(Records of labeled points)

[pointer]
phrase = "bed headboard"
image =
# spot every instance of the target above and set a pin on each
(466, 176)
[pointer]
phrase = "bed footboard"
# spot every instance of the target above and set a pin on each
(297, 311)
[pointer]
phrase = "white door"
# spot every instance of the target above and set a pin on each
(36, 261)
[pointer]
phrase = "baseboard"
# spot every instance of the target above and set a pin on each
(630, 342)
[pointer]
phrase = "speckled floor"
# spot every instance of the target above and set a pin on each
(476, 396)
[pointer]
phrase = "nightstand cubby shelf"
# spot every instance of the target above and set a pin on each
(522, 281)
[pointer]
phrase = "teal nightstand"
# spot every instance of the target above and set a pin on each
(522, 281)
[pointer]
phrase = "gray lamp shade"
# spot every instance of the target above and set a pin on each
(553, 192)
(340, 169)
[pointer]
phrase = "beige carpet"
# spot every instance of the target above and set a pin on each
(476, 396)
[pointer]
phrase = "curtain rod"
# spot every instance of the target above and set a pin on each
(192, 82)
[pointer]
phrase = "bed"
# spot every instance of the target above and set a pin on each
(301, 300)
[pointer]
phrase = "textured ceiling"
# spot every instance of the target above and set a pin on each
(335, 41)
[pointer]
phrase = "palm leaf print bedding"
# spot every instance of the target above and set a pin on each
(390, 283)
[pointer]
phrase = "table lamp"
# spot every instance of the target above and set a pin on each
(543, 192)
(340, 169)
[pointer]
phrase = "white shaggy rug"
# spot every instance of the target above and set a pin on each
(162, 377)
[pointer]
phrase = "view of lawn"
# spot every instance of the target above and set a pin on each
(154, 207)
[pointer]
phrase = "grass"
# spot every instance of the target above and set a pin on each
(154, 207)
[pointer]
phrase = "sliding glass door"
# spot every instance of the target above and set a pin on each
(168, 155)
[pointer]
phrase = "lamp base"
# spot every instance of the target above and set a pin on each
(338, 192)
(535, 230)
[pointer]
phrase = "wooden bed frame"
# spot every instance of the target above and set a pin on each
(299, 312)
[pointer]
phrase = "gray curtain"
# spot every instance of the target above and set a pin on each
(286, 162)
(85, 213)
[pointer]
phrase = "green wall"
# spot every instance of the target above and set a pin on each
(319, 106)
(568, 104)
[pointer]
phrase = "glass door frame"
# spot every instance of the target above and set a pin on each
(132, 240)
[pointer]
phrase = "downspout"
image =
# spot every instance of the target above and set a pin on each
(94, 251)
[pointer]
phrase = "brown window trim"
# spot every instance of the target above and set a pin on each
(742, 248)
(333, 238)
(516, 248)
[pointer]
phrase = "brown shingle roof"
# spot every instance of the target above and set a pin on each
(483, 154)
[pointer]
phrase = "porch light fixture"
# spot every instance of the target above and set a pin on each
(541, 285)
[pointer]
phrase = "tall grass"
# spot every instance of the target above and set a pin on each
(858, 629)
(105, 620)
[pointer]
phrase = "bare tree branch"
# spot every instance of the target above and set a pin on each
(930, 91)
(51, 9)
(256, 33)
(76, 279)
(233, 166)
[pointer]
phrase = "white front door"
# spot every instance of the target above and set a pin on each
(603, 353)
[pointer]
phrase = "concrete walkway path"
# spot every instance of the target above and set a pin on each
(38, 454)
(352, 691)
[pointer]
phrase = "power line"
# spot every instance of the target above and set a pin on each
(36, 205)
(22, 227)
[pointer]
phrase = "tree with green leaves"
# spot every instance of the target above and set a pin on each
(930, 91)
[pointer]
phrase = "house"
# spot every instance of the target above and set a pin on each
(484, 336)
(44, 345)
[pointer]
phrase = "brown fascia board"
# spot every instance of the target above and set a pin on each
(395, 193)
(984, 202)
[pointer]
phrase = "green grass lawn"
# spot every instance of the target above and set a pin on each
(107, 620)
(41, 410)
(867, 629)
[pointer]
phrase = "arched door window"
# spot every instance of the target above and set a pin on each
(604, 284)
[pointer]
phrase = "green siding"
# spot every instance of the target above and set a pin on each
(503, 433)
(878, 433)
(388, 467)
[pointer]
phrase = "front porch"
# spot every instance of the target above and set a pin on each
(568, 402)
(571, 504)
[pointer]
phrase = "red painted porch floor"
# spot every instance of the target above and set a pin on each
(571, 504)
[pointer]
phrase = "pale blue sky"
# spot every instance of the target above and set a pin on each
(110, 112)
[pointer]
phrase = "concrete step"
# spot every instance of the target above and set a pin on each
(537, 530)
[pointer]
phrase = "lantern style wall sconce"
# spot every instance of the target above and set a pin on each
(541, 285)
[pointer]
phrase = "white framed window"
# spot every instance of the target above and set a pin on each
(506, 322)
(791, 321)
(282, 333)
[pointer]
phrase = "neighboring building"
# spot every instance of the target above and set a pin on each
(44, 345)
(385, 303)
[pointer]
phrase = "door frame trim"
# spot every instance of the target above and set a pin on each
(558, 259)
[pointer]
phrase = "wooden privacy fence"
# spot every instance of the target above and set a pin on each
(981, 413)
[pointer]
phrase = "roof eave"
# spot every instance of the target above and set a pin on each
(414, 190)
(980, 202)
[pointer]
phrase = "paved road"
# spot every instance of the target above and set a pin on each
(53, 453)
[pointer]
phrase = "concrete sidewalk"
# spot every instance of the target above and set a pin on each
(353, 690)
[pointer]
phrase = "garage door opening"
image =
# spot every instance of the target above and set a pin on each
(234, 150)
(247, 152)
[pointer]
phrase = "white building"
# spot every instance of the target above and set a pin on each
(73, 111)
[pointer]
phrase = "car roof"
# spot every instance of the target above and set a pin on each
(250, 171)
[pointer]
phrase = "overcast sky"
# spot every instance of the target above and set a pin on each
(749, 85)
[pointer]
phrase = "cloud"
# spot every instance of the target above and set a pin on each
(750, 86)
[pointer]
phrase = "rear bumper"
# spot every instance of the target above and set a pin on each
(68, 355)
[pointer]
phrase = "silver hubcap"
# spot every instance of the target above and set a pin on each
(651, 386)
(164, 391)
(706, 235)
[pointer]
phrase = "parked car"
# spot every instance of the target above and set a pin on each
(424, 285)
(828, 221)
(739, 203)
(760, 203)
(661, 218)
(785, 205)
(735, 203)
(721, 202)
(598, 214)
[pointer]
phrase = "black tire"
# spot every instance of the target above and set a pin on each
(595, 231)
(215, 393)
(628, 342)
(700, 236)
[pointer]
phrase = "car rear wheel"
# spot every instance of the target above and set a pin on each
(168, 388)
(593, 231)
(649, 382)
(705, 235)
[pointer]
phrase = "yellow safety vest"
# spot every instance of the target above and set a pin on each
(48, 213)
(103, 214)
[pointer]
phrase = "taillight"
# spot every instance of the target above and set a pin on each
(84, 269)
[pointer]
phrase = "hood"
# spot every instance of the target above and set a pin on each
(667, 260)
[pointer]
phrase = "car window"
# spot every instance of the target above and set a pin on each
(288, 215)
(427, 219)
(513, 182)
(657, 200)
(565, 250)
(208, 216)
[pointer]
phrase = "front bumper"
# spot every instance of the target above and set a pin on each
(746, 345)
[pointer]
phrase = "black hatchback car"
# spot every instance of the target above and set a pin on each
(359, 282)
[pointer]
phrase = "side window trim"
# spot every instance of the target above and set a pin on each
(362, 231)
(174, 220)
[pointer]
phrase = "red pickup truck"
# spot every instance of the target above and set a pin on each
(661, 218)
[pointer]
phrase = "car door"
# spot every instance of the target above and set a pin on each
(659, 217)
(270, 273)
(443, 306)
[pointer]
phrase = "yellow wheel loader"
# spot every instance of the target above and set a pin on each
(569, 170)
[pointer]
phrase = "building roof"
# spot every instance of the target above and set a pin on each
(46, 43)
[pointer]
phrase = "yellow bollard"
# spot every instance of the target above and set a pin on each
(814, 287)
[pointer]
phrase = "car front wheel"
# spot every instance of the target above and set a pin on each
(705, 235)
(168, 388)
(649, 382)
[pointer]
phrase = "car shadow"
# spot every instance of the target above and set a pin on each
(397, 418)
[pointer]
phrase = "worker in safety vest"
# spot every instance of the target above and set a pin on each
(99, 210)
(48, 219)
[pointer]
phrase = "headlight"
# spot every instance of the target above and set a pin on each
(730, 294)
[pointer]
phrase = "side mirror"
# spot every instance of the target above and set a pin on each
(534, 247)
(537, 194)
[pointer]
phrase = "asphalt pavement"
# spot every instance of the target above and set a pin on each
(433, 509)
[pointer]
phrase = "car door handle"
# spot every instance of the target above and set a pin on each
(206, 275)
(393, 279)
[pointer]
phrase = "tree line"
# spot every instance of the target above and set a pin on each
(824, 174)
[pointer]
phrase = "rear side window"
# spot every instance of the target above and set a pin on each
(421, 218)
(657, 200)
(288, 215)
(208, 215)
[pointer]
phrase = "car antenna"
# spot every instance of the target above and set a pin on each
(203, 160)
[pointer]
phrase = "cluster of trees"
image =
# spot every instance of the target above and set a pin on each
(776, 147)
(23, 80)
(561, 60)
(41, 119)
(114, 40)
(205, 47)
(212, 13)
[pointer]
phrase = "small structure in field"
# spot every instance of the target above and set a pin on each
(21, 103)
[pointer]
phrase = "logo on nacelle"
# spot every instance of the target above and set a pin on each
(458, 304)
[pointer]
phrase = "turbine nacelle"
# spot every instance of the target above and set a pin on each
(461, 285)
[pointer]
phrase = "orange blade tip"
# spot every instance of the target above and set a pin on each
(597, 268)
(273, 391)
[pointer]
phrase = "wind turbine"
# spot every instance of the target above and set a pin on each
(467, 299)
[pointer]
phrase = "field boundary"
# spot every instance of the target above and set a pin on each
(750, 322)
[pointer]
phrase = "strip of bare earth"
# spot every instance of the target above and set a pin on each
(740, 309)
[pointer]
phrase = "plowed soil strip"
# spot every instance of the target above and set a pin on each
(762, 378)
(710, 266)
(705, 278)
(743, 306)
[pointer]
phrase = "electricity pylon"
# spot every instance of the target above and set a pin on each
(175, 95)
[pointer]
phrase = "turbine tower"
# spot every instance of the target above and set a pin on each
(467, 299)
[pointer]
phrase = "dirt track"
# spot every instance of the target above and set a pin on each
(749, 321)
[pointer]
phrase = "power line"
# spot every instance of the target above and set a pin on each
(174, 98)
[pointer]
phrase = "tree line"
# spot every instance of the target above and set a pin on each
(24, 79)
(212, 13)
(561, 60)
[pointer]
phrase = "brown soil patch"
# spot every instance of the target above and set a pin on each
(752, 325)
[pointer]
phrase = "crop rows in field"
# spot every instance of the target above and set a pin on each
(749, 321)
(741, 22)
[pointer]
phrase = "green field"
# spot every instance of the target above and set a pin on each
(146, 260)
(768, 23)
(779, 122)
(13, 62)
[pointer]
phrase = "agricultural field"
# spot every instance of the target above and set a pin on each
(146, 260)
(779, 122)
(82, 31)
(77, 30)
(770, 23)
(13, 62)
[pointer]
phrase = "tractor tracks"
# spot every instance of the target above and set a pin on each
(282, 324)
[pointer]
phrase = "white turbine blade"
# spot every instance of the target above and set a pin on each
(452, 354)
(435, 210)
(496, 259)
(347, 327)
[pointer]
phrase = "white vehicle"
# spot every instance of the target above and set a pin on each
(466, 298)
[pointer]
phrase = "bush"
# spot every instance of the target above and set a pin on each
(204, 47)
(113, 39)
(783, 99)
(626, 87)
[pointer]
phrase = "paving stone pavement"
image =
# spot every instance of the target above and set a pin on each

● **DIRECTION**:
Please collect every line of the data above that contains the string "soil", where case counts.

● **SOLUTION BELOW**:
phrase = "plowed soil strip"
phrase = "brown soil patch"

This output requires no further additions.